Task goal ▸ Copy the items from the start down to the line with "[404,132,545,266]", inclusive, switching every "query" to "label" and keeping everything else unchanged.
__________________________________________________
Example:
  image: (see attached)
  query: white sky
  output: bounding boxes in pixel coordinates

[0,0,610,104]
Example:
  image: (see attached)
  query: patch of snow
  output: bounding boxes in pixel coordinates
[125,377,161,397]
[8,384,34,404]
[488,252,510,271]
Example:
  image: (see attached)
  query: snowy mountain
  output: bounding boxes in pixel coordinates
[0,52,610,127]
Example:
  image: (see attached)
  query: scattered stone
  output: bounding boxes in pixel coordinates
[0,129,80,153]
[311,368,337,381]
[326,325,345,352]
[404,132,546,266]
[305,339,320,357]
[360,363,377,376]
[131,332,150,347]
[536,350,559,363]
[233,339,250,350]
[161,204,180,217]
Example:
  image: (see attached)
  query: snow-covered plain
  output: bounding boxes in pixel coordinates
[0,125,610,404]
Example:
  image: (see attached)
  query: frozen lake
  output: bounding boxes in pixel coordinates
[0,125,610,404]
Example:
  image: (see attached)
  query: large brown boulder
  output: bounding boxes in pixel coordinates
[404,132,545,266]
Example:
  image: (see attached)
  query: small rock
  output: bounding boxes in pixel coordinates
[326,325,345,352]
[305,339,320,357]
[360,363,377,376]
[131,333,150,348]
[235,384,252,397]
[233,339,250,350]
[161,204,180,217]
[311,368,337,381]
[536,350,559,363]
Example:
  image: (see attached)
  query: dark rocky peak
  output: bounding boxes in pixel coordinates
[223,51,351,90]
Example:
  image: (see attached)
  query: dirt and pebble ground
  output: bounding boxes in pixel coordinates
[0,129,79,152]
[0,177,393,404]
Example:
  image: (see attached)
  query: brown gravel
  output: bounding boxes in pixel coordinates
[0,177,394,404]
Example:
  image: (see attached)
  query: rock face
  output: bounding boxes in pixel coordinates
__________________________________________________
Response below ▸
Example:
  image: (see attached)
  label: white sky
  output: bounding boxes in pixel coordinates

[0,0,610,104]
Example:
  image: (see attached)
  label: patch of snow
  output: bounding boxes in pixel coordinates
[125,377,161,397]
[8,384,34,404]
[488,252,510,271]
Example:
  image: (see attached)
  label: snowy mountain
  output: bounding boxes in pixel coordinates
[0,52,610,127]
Example:
  image: (see attached)
  label: scattered stone
  output: bounding boxes in pixel coordinates
[0,129,80,153]
[311,368,337,381]
[326,325,345,352]
[404,132,546,266]
[305,339,320,357]
[360,363,377,376]
[131,332,150,347]
[536,350,559,363]
[233,339,250,350]
[161,204,180,217]
Example:
  image: (see attached)
  label: snow-covered plain
  output: bounding boxes in pixel coordinates
[0,125,610,404]
Example:
  image: (see attached)
  label: frozen lake
  output: bounding boxes in pixel coordinates
[0,125,610,404]
Example:
  image: (see attached)
  label: large brown boulder
  output: bounding boxes in pixel coordinates
[404,132,545,266]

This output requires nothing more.